* [Work required]:
In the entries below, change "rushing water" to "flowing water" and leave all other text as it is. Can you give the edited lines without the pictures?

(Box annotations for the photos)
########################################

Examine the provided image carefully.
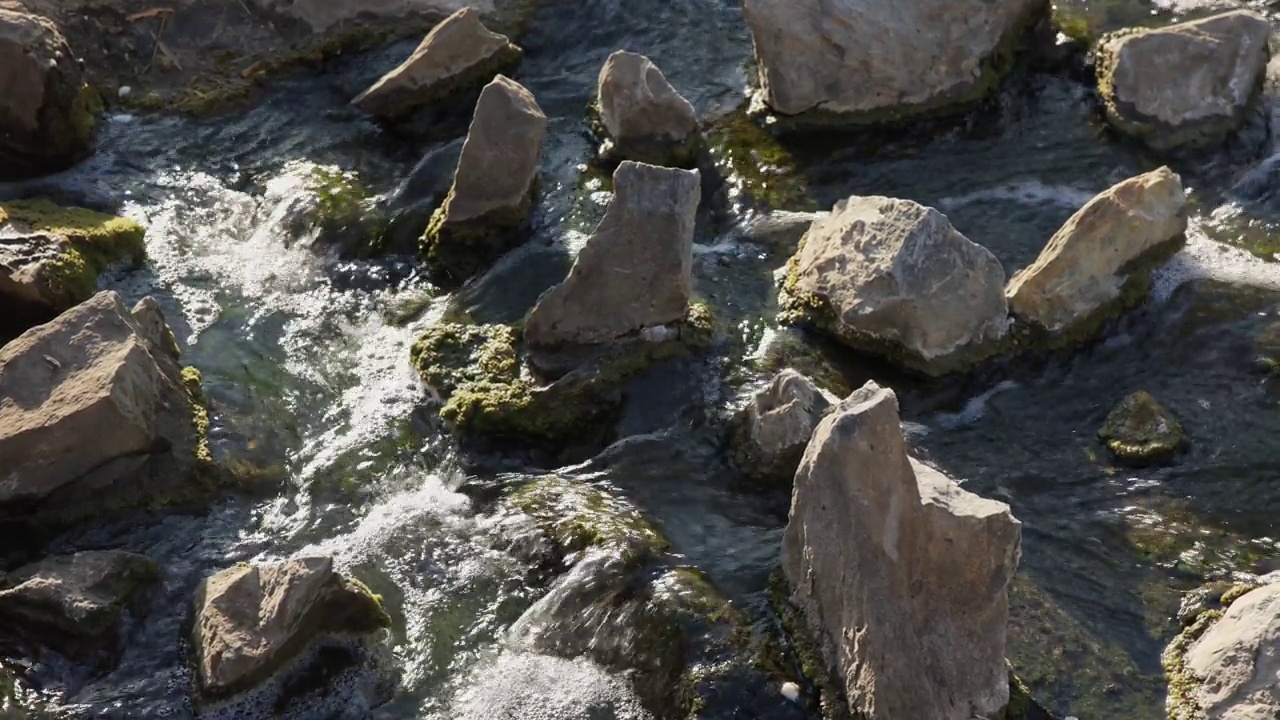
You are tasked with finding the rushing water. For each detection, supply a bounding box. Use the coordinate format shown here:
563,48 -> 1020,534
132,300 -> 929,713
3,0 -> 1280,720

########################################

* [Answer to this problem]:
Examine the provided image carefully.
You are tasked with finding the flowing water. For each detection, supply a bounding box. Use the coordinate format shown here:
563,48 -> 1020,534
132,300 -> 929,713
3,0 -> 1280,720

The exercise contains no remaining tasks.